▶ _TASK TO COMPLETE_:
The job is to output each record exactly as it stands, pictures excluded.

▶ _INFORMATION GIVEN_:

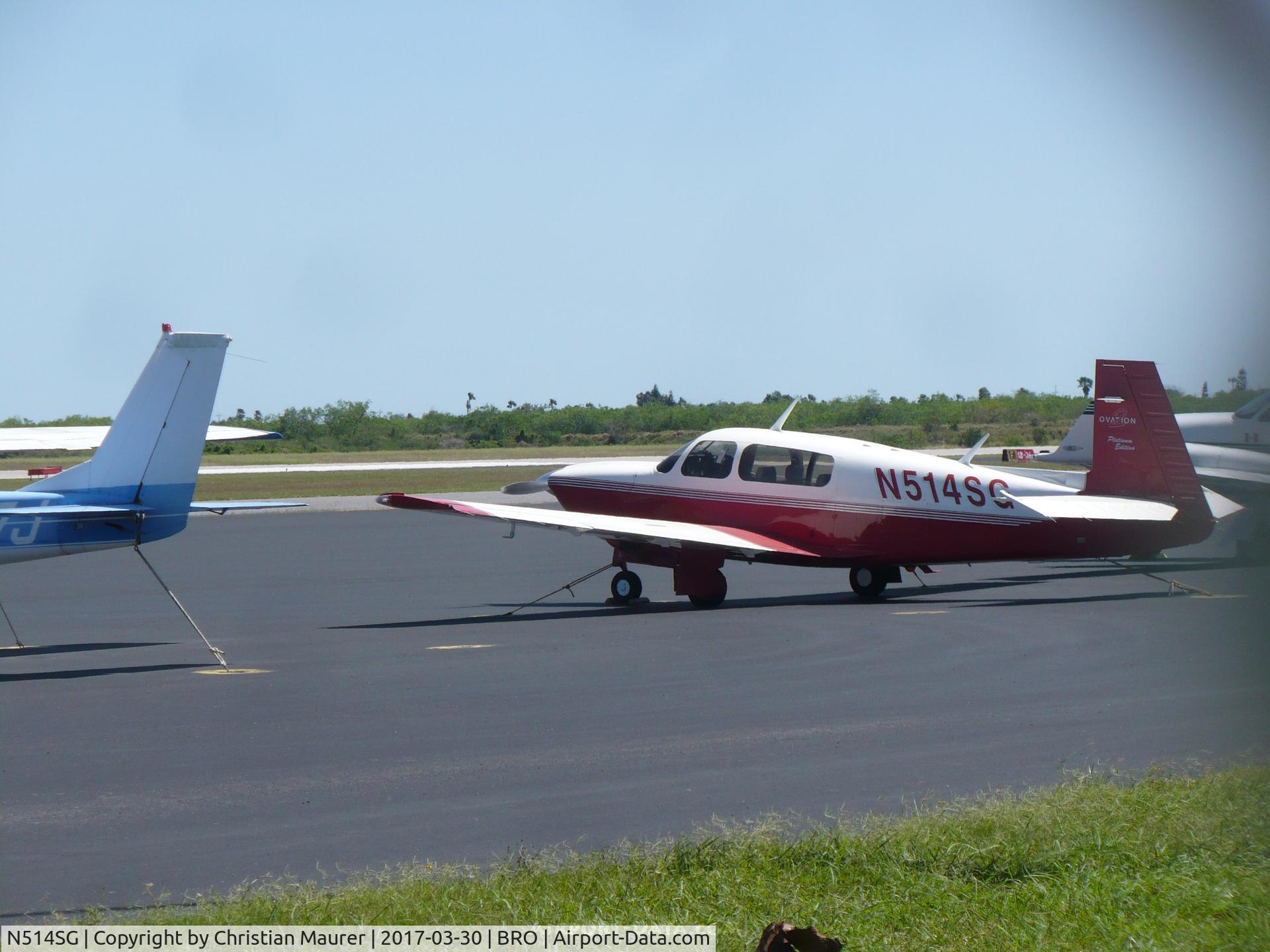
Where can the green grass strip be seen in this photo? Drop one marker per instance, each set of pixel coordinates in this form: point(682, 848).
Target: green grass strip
point(1096, 862)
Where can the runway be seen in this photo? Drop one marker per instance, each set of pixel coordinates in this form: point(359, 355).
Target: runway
point(126, 776)
point(482, 463)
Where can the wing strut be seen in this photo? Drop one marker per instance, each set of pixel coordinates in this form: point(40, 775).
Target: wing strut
point(567, 587)
point(216, 653)
point(17, 641)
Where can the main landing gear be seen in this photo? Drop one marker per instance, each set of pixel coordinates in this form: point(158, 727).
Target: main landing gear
point(709, 588)
point(626, 587)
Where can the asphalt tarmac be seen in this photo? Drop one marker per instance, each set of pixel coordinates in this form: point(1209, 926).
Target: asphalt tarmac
point(127, 776)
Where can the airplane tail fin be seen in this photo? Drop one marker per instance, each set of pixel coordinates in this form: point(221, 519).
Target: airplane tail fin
point(151, 454)
point(1138, 450)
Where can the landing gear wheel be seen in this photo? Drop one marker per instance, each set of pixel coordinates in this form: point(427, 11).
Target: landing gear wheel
point(715, 598)
point(868, 583)
point(625, 587)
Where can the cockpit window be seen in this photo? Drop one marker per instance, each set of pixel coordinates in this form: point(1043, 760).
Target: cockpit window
point(668, 463)
point(792, 467)
point(710, 459)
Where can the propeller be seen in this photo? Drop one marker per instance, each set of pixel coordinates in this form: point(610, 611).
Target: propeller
point(524, 489)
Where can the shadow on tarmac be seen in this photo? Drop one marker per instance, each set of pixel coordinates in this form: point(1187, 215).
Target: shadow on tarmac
point(930, 594)
point(28, 651)
point(97, 672)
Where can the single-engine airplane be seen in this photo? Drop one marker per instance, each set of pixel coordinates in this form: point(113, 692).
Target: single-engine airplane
point(816, 500)
point(140, 485)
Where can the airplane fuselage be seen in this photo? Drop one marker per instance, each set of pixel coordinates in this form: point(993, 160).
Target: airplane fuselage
point(847, 502)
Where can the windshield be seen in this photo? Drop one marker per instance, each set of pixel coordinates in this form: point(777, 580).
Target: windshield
point(668, 463)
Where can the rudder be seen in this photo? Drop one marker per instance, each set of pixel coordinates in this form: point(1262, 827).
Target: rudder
point(1138, 450)
point(151, 454)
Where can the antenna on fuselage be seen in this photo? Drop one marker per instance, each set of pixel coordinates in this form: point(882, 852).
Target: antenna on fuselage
point(785, 415)
point(968, 456)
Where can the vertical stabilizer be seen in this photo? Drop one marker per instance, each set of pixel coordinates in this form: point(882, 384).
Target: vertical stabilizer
point(1138, 450)
point(151, 454)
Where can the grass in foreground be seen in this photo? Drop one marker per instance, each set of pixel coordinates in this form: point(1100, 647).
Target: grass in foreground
point(1164, 862)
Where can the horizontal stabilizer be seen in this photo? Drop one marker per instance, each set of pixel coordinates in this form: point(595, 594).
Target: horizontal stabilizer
point(16, 440)
point(1220, 506)
point(1072, 506)
point(222, 508)
point(675, 535)
point(1241, 475)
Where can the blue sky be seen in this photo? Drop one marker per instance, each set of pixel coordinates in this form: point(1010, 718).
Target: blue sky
point(404, 202)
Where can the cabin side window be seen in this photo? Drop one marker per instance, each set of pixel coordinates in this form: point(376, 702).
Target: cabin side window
point(710, 459)
point(785, 466)
point(668, 463)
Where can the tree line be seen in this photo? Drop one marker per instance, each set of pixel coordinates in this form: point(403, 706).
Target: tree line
point(657, 416)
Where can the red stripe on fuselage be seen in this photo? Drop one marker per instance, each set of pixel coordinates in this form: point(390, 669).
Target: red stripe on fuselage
point(882, 536)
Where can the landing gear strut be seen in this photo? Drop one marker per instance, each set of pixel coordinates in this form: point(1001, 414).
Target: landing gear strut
point(626, 587)
point(869, 582)
point(714, 593)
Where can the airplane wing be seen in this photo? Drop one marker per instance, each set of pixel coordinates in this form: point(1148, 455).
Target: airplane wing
point(1080, 507)
point(33, 438)
point(222, 508)
point(673, 535)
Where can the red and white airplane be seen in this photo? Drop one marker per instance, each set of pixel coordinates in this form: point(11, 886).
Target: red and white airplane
point(814, 500)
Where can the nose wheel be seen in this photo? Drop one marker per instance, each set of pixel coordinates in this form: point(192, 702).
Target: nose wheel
point(626, 587)
point(868, 582)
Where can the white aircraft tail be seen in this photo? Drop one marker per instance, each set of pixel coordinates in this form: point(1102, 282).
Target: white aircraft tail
point(151, 454)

▶ _OUTPUT FOR THIS EXERCISE_:
Where can the green grass strip be seen in this photo? Drop one marker per instance, each set of pixel coordinates in this form: point(682, 848).
Target: green grass strip
point(1096, 862)
Where can the runway be seen in this photo? Drop one marker per instance, each set of pixel coordinates in this form: point(359, 355).
Target: runway
point(126, 776)
point(482, 463)
Where can the wing strut be seen in this photo? Drop one marker per instance, each set of pixel coordinates in this form: point(40, 775).
Target: wing strut
point(567, 587)
point(216, 653)
point(17, 641)
Where can the main landing gear be seen in this photo? Drop one marker per instance, each set of pixel coordinates in this form: point(158, 727).
Target: main landing gear
point(709, 588)
point(626, 587)
Where can the asphalt tarmac be seen in this photo? Drop one marker per instance, each set of pixel coordinates in this form: point(1209, 926).
Target: asphalt tarmac
point(127, 776)
Where can the airplane tail fin be seen in this photo? Drop one marker per instance, each set of pixel coordinates in this form: point(221, 519).
Target: airplane tail fin
point(151, 454)
point(1138, 450)
Where can the landing gear wheel be seen in this photo? Drop one marker per instance, each set of pixel coordinates in this form: point(427, 11).
Target: landing gear wheel
point(715, 598)
point(868, 583)
point(625, 587)
Where can the cockpit window be seen in this photo? Drop one marker per instance, each set of pixel coordinates in this form: point(1043, 760).
Target: cockpit window
point(668, 463)
point(792, 467)
point(710, 459)
Where can the propeller be seen in this photo? Drop one marker per instance, each set of pixel coordinates in this form: point(610, 611).
Target: propeller
point(524, 489)
Where can the shadow on tarmac be seen in this photo? Drop one marker per instance, each set of pixel coordinates in this form: point(1187, 215).
Target: shadow on tarmac
point(930, 594)
point(28, 651)
point(97, 672)
Where can the single-engine airplane be seen in this photo? Drop one marker per instance, each set of pixel coordinates in this form: point(113, 692).
Target: single-engine airplane
point(816, 500)
point(140, 485)
Where can the airplane fuselage be seen in this photo? Drop one marker per instance, each set of pixel coordinates in this form: point(993, 160).
Target: airplane fuselage
point(847, 502)
Where can the windshield be seen in this photo? Drop one marker per instance, each set of pixel coordinates in this form: point(777, 580).
Target: windshield
point(668, 463)
Where can the rudder be seen in this photo? Drop one marker per instance, each set of pixel coordinates in this form: point(1262, 827).
Target: rudder
point(1138, 450)
point(151, 454)
Where can the antenna on fuselage be seen in this photo? Drop one marker per instance, each set of pixel coordinates in this form: point(882, 852).
Target: antenna on fuselage
point(785, 415)
point(968, 456)
Where can the vertical stabilizer be seen in this photo? Drop one marker per instance, each set of pixel coordinates in this form: point(882, 384).
Target: vertical stabilizer
point(1138, 450)
point(151, 454)
Where can the grass in foreground be seen in this photo? Drop one marker per instance, each set of pixel coordinates in this form: point(1100, 647).
Target: grass in foreground
point(1164, 862)
Where can the horizontal stabilizer be seen in this photo? Drop one marker per instance, each set of pixel coordinates in this form: point(595, 594).
Target: horizontal stabilizer
point(16, 440)
point(1220, 506)
point(1072, 506)
point(222, 508)
point(675, 535)
point(1241, 475)
Where can the blue sky be seen in this photo? Drop one marker per instance, each set of pixel coordinates in this form: point(1010, 718).
Target: blue sky
point(404, 202)
Where can the cabin side window be seen in this photo? Drop one marker per instance, each set of pixel coordinates in this form: point(376, 702).
Target: cabin side window
point(710, 459)
point(785, 466)
point(668, 463)
Where can the tree line be seen in this photo? Drop one marker per instance, each set of pixel coordinates in this form: point(403, 706).
Target: tree line
point(657, 416)
Where can the red stripe on fuselage be seen in this photo? Drop one marker per instance, each set of pixel coordinates in this form: point(390, 669).
Target: red stripe on fuselage
point(882, 536)
Where can the landing gear strut be seen in this photo? Drop one marker per instance, each set of pixel coordinates in this form: point(1001, 414).
Target: landing gear strut
point(626, 587)
point(869, 582)
point(714, 593)
Where can the airplane wing be seen in this photo? Drop one marker per instance, each set of pixel coordinates in this form: point(1148, 455).
Target: airplane wing
point(1080, 507)
point(33, 438)
point(222, 508)
point(673, 535)
Where can the red and white airplane be seen in this photo? Drop one marker per instance, each set of pixel coordinates in this form: point(11, 886).
Target: red and white airplane
point(814, 500)
Where can the nose wheel be seen in this photo? Drop one marker per instance, each set of pixel coordinates in this form: point(192, 702).
Target: nose wheel
point(626, 587)
point(868, 582)
Where can the white aircraft tail be seen in this photo? Drop one marker per instance, each set of pixel coordinates in this form: point(1102, 282).
Target: white aircraft tail
point(151, 454)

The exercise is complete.